* _Required task_
Render every line of the records below as a JSON list of strings, one string per line, leaving out blank lines.

= = = = =

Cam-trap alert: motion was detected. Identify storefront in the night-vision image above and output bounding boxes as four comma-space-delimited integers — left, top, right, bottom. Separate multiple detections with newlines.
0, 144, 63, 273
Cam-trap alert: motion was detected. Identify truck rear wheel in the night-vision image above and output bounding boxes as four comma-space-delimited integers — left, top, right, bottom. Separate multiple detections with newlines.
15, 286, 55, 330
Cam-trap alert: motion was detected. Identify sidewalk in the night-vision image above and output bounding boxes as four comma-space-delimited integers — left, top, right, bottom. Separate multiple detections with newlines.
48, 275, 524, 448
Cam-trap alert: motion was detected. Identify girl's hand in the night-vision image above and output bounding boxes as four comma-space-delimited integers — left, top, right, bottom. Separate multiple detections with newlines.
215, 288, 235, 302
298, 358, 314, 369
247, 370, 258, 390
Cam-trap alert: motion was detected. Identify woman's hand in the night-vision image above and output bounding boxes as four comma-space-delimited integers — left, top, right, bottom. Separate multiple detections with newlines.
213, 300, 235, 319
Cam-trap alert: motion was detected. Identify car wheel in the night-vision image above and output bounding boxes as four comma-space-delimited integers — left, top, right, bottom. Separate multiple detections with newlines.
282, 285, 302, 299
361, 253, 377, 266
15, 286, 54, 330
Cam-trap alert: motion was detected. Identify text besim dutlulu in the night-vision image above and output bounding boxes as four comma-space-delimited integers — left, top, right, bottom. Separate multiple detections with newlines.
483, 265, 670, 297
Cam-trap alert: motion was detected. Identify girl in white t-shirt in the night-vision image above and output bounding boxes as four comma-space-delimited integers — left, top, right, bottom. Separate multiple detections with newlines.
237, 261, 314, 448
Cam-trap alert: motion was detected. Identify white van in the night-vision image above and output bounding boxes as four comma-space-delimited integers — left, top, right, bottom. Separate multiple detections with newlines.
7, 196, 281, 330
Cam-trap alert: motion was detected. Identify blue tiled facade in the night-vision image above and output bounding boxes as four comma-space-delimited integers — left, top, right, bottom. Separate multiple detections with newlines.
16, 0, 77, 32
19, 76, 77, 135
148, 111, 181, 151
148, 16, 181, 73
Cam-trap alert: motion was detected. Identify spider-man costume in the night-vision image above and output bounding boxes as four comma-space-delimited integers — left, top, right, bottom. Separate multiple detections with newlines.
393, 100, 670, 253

= = = = =

* _Task response_
[
  "Cam-trap alert: motion was detected. Identify storefront in the night-vision image above and output bounding boxes as four comma-space-delimited integers — left, top, right, bottom. Separate multiple detections with newlines.",
  "0, 144, 63, 273",
  "Cam-trap alert: motion was detected. Identify truck rear wheel in the night-vision image above and output bounding boxes as four comma-space-delimited integers — left, top, right, bottom. Separate multiple detections with newlines.",
  "15, 286, 55, 330",
  "Cam-trap alert: motion was detected. Identify sidewalk in the night-vision image above and output bounding boxes as four comma-space-delimited integers — left, top, right, bottom. Separate multiple detections with newlines.",
  "48, 275, 524, 448",
  "Cam-trap alert: motion was detected. Identify girl's hand in the night-vision image above and output bounding boxes as four comma-space-delimited integers — left, top, right, bottom. Separate multiple detections with newlines.",
  "215, 288, 235, 302",
  "298, 358, 314, 369",
  "247, 370, 258, 390",
  "Cam-trap alert: motion was detected. Identify woman's hand in the night-vision image above and output bounding boxes as four comma-space-delimited integers — left, top, right, bottom. Separate multiple detections with newlines.",
  "213, 300, 235, 319",
  "Cam-trap alert: motion was detected. Identify car wheel in the night-vision image above and output bounding boxes as four comma-space-delimited integers — left, top, right, bottom. Separate multiple detections with newlines.",
  "282, 285, 302, 299",
  "361, 253, 377, 266",
  "15, 286, 54, 330",
  "Cam-trap alert: motion was detected. Identify text besim dutlulu in the night-vision image above and output bounding boxes as four comma-space-delimited integers — left, top, right, bottom. Separate multiple detections with newlines.",
  "483, 265, 670, 297",
  "Cam-trap alert: motion was detected. Identify girl in white t-shirt in the night-vision image above and output bounding boxes as four comma-space-delimited integers — left, top, right, bottom. Separate multiple detections with newlines.",
  "237, 261, 314, 448",
  "Cam-trap alert: motion was detected. Identify white van in the night-vision image above and output bounding boxes as four comma-space-delimited integers — left, top, right, bottom. Separate multiple detections with newlines.",
  "7, 196, 281, 330",
  "Cam-trap alert: motion was detected. Identify blue tiled facade in the night-vision image above and output bounding boxes as four comma-space-delimited integers — left, top, right, bottom. Separate multiple detections with newlines.",
  "16, 0, 77, 32",
  "19, 76, 77, 135",
  "148, 111, 181, 151",
  "148, 16, 181, 73",
  "Cam-trap alert: motion was detected. Identify spider-man costume in the night-vision image above and output bounding boxes as four comma-space-delimited integers — left, top, right, bottom. Separate multiple detections with newlines.",
  "393, 100, 670, 253"
]